## Direction
Copy exactly the run of lines that begins at the line with "Would you mind marking the man with beard" and ends at the final line of the entries.

******

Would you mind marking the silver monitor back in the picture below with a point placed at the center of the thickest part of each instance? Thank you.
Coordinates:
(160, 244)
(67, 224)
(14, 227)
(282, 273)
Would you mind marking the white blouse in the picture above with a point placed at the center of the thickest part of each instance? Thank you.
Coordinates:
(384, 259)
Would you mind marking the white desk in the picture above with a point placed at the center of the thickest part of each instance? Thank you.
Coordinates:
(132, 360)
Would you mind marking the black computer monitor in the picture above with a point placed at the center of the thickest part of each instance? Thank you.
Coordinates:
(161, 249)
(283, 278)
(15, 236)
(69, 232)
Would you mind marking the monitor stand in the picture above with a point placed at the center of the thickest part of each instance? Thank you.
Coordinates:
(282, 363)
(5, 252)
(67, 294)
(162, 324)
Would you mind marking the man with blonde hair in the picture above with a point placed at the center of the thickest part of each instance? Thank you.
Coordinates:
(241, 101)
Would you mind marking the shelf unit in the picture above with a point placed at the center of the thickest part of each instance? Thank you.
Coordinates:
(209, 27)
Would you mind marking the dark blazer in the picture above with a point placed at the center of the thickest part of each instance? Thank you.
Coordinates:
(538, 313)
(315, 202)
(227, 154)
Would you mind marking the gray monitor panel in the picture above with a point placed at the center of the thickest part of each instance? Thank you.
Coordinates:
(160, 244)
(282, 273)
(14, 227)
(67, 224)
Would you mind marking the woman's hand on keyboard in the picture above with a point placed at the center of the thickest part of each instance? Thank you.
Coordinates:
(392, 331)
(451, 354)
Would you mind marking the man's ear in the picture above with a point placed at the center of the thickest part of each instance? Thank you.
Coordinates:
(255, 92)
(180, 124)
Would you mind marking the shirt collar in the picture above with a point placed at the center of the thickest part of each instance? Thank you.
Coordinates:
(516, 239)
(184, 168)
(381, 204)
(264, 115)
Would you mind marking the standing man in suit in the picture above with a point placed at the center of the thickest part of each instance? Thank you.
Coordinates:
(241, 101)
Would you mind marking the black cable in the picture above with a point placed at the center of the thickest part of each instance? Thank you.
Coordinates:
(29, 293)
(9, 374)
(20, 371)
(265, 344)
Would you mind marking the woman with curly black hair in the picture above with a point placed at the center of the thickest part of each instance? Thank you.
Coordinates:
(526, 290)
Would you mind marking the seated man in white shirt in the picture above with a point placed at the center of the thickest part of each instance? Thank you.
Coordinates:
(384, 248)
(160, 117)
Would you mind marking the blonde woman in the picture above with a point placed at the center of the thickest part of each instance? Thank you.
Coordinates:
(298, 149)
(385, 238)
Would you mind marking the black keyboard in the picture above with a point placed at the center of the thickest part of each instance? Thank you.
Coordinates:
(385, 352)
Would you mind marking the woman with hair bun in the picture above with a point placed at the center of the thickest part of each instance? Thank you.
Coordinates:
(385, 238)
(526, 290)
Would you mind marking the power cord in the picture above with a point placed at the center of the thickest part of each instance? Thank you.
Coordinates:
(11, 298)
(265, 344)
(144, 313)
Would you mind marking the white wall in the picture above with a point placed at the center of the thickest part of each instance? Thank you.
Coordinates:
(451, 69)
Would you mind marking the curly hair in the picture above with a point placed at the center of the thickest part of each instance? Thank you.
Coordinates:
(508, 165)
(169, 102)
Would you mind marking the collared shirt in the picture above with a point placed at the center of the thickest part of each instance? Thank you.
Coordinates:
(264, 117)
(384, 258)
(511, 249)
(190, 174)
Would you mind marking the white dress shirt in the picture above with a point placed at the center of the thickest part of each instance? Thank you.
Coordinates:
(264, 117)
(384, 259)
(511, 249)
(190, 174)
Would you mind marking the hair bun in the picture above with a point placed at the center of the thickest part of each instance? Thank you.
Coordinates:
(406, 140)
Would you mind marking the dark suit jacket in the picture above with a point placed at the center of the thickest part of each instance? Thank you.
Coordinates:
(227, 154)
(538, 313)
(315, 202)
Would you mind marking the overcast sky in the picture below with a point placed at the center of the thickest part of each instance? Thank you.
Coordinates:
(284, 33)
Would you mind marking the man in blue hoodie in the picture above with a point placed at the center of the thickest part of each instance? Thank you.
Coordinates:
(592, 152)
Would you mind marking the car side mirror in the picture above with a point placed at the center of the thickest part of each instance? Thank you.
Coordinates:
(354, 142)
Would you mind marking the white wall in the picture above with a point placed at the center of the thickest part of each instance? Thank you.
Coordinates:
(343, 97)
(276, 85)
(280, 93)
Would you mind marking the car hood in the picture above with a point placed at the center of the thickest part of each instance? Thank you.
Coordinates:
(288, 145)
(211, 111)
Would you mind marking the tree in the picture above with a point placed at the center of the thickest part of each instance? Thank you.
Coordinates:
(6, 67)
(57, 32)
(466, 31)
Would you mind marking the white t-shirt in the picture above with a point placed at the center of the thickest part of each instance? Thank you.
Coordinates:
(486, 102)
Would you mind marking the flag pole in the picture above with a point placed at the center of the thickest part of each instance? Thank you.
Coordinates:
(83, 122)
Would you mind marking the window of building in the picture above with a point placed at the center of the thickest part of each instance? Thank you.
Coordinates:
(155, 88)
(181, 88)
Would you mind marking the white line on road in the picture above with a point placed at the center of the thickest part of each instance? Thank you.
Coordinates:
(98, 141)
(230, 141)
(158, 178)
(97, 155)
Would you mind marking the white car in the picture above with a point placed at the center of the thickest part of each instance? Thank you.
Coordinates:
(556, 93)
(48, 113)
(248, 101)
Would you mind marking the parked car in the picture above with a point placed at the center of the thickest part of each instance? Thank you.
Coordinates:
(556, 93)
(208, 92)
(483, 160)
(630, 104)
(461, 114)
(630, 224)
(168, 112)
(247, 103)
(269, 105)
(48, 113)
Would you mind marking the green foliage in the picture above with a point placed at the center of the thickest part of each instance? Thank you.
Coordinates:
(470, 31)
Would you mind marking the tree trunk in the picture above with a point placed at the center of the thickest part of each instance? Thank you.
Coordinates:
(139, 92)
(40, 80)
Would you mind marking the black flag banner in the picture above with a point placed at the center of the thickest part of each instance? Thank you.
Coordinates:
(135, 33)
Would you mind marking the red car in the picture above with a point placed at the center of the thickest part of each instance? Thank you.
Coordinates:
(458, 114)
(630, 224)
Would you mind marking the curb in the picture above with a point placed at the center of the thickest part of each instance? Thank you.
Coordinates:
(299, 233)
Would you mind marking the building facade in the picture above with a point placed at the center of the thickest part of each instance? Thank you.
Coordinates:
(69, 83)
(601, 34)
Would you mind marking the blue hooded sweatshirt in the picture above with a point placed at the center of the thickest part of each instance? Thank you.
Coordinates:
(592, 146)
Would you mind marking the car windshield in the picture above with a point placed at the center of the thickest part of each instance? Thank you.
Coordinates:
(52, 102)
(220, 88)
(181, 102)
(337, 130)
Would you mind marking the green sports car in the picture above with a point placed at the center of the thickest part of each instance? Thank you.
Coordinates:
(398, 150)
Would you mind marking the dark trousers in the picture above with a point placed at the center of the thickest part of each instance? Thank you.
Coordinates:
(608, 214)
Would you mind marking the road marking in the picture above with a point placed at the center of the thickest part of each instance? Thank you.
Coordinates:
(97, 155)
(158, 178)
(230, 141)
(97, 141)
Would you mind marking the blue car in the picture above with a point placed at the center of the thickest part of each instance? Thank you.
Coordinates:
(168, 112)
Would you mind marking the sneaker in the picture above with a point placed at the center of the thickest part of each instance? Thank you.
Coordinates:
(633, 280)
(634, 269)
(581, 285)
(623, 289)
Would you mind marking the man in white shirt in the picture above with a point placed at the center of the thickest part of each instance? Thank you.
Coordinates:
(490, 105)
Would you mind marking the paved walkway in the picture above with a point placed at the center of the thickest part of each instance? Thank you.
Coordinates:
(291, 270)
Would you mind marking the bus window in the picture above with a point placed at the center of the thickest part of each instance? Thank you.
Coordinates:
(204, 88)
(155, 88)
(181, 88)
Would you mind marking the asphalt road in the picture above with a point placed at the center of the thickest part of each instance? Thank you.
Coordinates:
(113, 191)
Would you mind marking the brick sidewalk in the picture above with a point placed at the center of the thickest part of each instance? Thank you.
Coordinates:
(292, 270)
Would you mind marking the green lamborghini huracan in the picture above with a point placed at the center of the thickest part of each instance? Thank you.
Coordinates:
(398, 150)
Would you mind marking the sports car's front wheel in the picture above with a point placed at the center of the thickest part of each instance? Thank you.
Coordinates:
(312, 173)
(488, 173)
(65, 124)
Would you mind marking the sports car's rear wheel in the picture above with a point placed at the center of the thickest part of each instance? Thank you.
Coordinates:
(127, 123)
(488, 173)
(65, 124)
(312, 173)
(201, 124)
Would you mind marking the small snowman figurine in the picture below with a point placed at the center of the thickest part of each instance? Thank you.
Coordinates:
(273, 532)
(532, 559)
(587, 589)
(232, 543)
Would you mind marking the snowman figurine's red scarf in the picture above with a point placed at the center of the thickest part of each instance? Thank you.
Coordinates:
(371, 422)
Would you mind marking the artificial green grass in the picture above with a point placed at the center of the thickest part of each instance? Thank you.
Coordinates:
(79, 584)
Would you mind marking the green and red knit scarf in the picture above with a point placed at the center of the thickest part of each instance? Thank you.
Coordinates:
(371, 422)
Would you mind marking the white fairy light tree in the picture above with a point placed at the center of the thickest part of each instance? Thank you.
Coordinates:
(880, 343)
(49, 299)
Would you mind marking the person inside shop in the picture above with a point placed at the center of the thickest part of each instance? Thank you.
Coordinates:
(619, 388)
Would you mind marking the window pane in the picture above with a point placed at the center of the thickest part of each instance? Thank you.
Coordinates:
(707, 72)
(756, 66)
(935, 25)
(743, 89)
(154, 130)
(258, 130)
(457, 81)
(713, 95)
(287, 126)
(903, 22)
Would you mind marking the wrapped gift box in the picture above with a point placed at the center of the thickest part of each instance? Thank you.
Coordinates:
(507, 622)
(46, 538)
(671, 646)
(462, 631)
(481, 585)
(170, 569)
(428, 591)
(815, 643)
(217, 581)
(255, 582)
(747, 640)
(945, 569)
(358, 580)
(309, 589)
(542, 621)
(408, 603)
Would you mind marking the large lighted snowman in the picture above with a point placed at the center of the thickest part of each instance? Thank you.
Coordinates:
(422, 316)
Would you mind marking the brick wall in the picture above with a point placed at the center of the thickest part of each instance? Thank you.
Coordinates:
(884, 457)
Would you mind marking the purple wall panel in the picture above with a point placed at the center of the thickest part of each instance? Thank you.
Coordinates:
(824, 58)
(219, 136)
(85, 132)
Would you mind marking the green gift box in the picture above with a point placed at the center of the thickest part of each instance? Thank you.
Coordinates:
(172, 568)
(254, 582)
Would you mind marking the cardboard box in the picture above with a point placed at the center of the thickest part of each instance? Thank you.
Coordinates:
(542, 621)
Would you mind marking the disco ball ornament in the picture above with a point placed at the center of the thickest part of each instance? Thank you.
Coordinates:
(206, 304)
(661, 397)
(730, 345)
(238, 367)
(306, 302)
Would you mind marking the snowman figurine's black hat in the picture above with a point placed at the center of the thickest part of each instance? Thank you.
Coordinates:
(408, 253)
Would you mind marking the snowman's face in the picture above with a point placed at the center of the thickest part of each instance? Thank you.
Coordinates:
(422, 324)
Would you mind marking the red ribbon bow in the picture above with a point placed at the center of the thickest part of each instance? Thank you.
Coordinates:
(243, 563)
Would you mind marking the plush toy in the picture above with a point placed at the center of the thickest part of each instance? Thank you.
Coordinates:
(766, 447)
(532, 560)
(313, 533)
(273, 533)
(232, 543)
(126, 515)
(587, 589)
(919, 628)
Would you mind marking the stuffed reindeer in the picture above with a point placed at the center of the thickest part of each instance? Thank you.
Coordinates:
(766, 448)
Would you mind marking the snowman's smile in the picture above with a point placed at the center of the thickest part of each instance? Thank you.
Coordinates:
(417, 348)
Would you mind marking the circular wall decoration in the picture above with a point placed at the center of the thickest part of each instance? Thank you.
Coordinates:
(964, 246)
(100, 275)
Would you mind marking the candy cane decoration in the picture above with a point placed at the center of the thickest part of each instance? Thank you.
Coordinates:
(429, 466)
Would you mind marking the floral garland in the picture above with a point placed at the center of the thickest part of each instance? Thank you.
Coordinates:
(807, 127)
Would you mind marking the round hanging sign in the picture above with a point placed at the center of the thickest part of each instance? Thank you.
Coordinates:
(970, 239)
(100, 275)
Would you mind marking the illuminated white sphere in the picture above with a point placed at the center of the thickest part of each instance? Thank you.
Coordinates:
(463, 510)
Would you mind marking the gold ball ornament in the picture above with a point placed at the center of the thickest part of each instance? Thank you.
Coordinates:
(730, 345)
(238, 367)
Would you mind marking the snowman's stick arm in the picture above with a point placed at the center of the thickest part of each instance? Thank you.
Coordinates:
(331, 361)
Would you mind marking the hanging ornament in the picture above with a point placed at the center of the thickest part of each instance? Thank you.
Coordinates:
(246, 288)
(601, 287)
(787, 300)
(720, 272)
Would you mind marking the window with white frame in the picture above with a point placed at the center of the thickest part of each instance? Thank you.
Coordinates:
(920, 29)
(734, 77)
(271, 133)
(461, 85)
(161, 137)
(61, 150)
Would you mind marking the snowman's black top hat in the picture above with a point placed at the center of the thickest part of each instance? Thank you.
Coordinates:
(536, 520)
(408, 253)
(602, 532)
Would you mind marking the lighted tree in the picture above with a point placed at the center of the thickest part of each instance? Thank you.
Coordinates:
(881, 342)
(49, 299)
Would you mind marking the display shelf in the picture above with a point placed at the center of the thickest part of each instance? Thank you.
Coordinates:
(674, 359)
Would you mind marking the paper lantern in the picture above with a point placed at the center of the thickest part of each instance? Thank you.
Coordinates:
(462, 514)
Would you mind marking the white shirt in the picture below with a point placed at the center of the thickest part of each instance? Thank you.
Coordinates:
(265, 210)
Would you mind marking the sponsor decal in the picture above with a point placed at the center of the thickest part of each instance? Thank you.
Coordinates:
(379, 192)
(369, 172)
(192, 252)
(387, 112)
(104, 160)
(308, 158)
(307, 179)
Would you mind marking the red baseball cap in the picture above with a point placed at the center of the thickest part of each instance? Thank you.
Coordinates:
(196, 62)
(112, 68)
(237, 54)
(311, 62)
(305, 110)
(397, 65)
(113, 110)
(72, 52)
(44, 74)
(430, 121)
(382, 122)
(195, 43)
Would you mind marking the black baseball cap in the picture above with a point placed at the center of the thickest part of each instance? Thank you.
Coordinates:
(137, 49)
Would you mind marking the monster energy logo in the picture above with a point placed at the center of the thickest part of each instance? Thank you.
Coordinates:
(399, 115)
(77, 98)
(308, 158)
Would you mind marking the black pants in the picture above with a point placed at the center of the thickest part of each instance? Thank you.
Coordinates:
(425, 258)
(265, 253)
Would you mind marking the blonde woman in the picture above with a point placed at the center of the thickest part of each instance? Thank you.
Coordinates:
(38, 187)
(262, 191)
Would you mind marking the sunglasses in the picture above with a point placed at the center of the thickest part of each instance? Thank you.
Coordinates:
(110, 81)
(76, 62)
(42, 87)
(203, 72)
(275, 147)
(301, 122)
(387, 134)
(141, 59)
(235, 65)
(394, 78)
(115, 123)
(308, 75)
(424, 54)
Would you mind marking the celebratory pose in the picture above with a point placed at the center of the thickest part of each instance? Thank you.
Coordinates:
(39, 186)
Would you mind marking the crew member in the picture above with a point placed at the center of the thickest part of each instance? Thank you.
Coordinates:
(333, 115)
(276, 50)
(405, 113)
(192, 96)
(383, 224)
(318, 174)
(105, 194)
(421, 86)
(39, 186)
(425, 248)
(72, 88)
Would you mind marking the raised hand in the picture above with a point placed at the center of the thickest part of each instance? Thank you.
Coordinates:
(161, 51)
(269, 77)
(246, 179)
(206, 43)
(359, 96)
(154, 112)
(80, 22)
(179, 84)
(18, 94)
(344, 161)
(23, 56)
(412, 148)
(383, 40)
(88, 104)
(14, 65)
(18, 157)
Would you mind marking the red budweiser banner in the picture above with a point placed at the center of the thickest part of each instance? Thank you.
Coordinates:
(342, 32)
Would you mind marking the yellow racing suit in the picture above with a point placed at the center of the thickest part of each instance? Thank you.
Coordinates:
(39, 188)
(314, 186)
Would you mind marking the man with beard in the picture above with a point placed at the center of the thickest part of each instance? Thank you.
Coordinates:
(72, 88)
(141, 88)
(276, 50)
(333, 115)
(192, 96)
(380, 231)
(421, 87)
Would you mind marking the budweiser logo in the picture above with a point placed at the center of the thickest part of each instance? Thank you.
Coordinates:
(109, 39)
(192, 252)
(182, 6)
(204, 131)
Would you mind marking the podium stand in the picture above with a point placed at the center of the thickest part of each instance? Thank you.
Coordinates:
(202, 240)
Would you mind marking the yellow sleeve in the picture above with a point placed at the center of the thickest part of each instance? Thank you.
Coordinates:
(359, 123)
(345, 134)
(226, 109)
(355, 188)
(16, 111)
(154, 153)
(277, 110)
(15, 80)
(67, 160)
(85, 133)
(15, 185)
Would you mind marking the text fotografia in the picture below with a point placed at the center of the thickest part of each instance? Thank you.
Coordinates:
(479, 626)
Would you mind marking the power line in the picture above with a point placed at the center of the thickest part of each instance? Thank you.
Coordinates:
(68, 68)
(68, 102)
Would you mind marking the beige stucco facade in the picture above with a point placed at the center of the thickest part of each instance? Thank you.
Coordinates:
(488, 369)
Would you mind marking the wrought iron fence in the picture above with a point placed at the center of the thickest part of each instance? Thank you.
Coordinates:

******

## Response for this exercise
Would you mind marking the man with beard in the picture above with a point placed at the center of the thickest part of each instance? Thank you.
Coordinates:
(72, 88)
(141, 88)
(276, 50)
(333, 115)
(192, 96)
(380, 231)
(421, 87)
Would you mind marking the budweiser logo in the picture above with a point placed at the center of the thickest part of each instance? Thank you.
Coordinates:
(109, 39)
(192, 252)
(182, 6)
(204, 131)
Would you mind marking the podium stand in the picture above with a point placed at the center of the thickest part of each instance? Thank you.
Coordinates:
(202, 240)
Would you mind marking the yellow sleeve in the picture above with a point placed at the center of the thickest part of each instance? Thank you.
Coordinates:
(359, 123)
(345, 134)
(226, 109)
(355, 188)
(16, 111)
(154, 153)
(277, 110)
(15, 80)
(67, 160)
(85, 133)
(15, 185)
Would you mind marking the text fotografia in the picture below with a point placed at the center of the thickest part of each instance? Thank you.
Coordinates:
(479, 626)
Would you mind marking the power line in the picture above with a point placed at the center of the thickest part of each instance? Thank you.
Coordinates:
(68, 68)
(68, 102)
Would you mind marking the beige stucco facade in the picture above with a point placed at the center of the thickest part of each instance? Thank you.
Coordinates:
(488, 369)
Would you mind marking the wrought iron fence in the picture above with a point placed at the center of the thickest part of each instance? Thank you.
Coordinates:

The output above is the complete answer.